**Exercise aim:**
In the fishing thread below, condense the paragraph that begins "We fished it and had a great time" into a short bulleted list that keeps its main facts.

**Given passage:**
# any results of GCOC?



## M L (Nov 16, 2007)

I am looking for the results of the GCOC. Has anyone heard anything? Lots of pre-tournament discussions on here but no one posting results.


----------



## onoahi (Oct 5, 2007)

Fished it. Will post lengthy report later. We were 2nd and 3rd in tuna. Winner was 162#. 

Winning dolphin was approx 35#, lots of them but mostly small.

One wahoo was 32# and the only one caught.

No billfish c&r though multiple had hookups.

Water at Independence Hub was beautiful and lots of fish.

Decent blue water few miles south of dbl nipple and anice rip forming up, we were a day or two early.

Most boats went to the canyon and/or squiggles area.


----------



## Xiphius (Oct 10, 2007)

Wow nice tuna! How many boats fished?


----------



## Chris Couture (Sep 26, 2007)

I think they had 12 boats....


----------



## recess (Oct 8, 2007)

congrats on the tunas, glad to see some nice fish caught.


----------



## Donzi32 (Jan 31, 2009)

We fished the Tourney. Did not have very good luck. Went to Drillship, Horn, and Nautilus. Green water everywhere we went. Thought about Hub, but not sure on fuel. Caught small dolphin and some BF. Did not see any YF or mark anything that we thought might be YF. Shouldhave gone SE. Had good time though. Seemed like good group of people. Maybe bluewater will be in closer next year so more boats will fish.

BTW,if you have aspread out within a 1/2 mile of the "Shady Lady", please pull it in quick. They ran over 3 of our lines. He actuallyburied throttles to make sure he got them. Wehad spread out atNautilus trolling around. They were backed up to rig. We werewayout from rig. He took off with black smoke pouring outexhuast. Ran over lines, then came out of cabin with hands in air. Suckedline off of 3 30W's, then headed South?? You would thinkhe could see outriggers out! Youown me a couple of blue/white Islanders! I have no idea what they weredoing anyway. They showed up just after daylight and would stop, then accelerate quickly to other sideof rig. Then do it again and again.Did not see any lines out. Maybe looking for whales?:banghead


----------



## alexa041 (Jun 27, 2008)

Wow, you ran all the way to the independence hub, you must have some serious range. What size boat?


----------



## skindeep (May 31, 2009)

We fished it and had a great time. We headed for the blue water off South Pass and ended up 145 miles from OB. Had to go into Cypress Cove to refuel to get home. Turned into quite a journey but we found a great rip and pretty blue water. Ended up with first place dolphin. Had a white around the boat for 3 straight passes around a big patch of grass. Watched him chase a chicken dolphin so we caught one and tried live baiting with no luck. It was cool to see him swim right up towards the boat.

They had 14 boats fish which was disappointing to the organizers. I really don't understand the excuse of poor water conditions.... There were 3 or 4 billfish hooked and a 162# YF and to my knowledge all were hooked in green or blue green water. If it is a pretty summer day with seas 1 foot or less I am headed fishing! Thanks to the organizers of the GCOC (no affiliation) for a fun tournament. Maybe next year we can get more participation.

**Provided data:**
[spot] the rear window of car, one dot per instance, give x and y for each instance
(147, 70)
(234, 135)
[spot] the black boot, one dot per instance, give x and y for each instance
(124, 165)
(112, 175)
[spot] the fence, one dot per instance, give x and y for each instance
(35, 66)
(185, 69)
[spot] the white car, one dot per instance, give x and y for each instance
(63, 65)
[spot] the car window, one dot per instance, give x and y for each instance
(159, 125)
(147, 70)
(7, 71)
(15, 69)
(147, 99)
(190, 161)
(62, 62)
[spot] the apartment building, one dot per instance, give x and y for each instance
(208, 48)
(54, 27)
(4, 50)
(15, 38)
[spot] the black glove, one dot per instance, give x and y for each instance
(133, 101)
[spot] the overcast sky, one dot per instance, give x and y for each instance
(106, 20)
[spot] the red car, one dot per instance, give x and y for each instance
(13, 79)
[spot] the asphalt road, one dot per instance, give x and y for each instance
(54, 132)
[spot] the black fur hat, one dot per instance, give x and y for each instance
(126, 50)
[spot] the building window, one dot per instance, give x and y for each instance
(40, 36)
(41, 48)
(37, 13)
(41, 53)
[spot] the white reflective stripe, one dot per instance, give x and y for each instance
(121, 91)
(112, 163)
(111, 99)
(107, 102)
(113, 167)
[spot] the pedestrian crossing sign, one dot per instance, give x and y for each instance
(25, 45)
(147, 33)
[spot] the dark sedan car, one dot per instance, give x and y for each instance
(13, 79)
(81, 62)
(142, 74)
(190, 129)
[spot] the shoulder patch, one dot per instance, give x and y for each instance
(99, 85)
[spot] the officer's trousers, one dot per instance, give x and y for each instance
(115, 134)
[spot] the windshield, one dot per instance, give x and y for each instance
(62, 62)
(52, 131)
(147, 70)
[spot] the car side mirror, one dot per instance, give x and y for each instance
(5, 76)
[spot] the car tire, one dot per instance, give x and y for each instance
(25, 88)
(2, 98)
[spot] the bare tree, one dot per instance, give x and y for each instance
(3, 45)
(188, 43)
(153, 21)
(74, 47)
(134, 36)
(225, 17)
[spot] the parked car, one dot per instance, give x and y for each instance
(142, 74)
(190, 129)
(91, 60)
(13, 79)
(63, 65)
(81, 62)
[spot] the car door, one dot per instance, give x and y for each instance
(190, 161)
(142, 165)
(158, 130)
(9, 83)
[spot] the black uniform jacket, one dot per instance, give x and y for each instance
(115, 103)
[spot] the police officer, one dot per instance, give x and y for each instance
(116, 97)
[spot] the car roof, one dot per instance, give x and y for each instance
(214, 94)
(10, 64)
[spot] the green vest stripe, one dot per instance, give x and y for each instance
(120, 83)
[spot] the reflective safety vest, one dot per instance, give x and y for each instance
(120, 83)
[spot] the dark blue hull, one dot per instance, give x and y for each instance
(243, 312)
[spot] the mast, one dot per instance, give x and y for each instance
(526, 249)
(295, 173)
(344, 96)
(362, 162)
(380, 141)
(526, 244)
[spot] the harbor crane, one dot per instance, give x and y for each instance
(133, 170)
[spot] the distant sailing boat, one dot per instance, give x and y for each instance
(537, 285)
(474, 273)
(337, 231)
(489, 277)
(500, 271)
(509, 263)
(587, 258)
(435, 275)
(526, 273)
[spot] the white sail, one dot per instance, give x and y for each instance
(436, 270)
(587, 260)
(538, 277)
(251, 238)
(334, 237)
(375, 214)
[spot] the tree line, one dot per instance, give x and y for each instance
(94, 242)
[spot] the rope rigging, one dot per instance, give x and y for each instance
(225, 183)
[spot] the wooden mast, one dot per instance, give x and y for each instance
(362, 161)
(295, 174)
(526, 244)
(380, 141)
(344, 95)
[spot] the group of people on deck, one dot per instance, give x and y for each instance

**Task response:**
- Headed for the blue water off South Pass and ended up 145 miles from OB.
- Had to refuel at Cypress Cove to get home.
- Found a great rip and pretty blue water.
- Took first place dolphin.
- A white circled the boat for 3 straight passes around a big patch of grass and chased a chicken dolphin.
- They caught a chicken dolphin and tried live baiting with it, with no luck.
- Seeing the white swim right up toward the boat was a highlight.